Locate every line in the records below that contains the word "foliage" and copy each of those lines.

Data to use ::
— begin —
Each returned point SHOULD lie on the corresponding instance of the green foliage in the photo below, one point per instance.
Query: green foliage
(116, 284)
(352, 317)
— end —
— begin —
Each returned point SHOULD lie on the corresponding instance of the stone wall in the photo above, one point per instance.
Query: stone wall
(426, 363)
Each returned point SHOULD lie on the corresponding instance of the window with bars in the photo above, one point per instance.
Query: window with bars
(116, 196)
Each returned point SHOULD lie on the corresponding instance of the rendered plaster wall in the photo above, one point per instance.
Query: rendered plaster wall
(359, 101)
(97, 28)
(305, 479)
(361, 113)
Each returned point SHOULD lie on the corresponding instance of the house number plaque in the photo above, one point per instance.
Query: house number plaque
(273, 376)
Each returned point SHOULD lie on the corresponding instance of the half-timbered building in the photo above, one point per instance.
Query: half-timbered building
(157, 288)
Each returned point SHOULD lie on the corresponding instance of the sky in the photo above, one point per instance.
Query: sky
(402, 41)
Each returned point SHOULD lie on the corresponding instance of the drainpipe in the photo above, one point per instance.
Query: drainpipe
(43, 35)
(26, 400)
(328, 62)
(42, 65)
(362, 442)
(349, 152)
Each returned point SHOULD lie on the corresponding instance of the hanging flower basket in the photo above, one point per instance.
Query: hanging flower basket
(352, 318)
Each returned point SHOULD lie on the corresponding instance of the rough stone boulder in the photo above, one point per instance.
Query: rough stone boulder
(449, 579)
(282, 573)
— end —
Solution below ::
Each returned point SHOULD lie on the corresponding instance of the green foliage in the photo below, one point per instance.
Query: green foliage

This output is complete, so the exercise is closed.